**Aim of the task**
Condense the paragraph in the blog post below that begins "I haven't been blogging a lot lately" into two or three sentences, keeping its main facts.

**Passage to read**
****
I haven’t been blogging a lot lately. I seem to have lost my motivation. I have no idea why. It’s been running through my head for several days that I have lots of short, funny snipets of life floating around in my head. So if you were a fly on the wall at our house, here is some of what you might have heard:
Me to the husband as he’s trying to swat at a bug at the top of our two story foyer: Darwin award, Darwin award! You are seriously going to die and get a Darwin award!
Me: Where did I put our old radio, boom box thing?
The husband: I have no idea where you stash things. You’re like a squirell. (said with very attractive facial expressions supposedly mimicking my squirrelness)
Me: You suck! (said without heat)
The husband: No, you suck! (said back in the same manner)
Me to anonymous: You may never eat the Drunken Master ever again.
Anonymous: Hey! That’s not nice!
Me: It’s not me that’s not nice. It’s the smell!
****
Dataset entries
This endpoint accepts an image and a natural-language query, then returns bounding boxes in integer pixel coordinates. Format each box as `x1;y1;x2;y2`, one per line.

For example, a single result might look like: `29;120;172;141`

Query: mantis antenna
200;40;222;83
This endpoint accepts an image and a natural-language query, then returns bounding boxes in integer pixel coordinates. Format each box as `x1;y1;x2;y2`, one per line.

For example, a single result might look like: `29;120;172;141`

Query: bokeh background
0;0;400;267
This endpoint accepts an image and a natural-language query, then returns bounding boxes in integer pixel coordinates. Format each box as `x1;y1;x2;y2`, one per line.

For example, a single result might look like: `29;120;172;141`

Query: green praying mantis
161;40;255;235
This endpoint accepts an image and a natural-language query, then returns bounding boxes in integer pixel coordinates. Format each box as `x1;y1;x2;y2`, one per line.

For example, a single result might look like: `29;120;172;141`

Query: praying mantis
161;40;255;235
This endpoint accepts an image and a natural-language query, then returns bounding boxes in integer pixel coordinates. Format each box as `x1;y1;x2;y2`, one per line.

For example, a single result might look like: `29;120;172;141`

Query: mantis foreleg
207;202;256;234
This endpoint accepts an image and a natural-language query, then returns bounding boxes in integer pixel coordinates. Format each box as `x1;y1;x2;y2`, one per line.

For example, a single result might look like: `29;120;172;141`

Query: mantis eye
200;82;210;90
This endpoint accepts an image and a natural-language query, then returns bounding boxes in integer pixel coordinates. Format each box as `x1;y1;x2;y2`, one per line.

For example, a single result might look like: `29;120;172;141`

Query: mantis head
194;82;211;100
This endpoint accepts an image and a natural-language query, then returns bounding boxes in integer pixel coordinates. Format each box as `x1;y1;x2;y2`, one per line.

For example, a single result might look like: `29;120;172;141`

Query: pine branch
****
**Completed task**
I've blogged little lately because I've lost my motivation, though I don't know why. For several days I've been thinking about the many short, funny snippets of life floating around in my head. Here is some of what a fly on the wall at our house might have heard.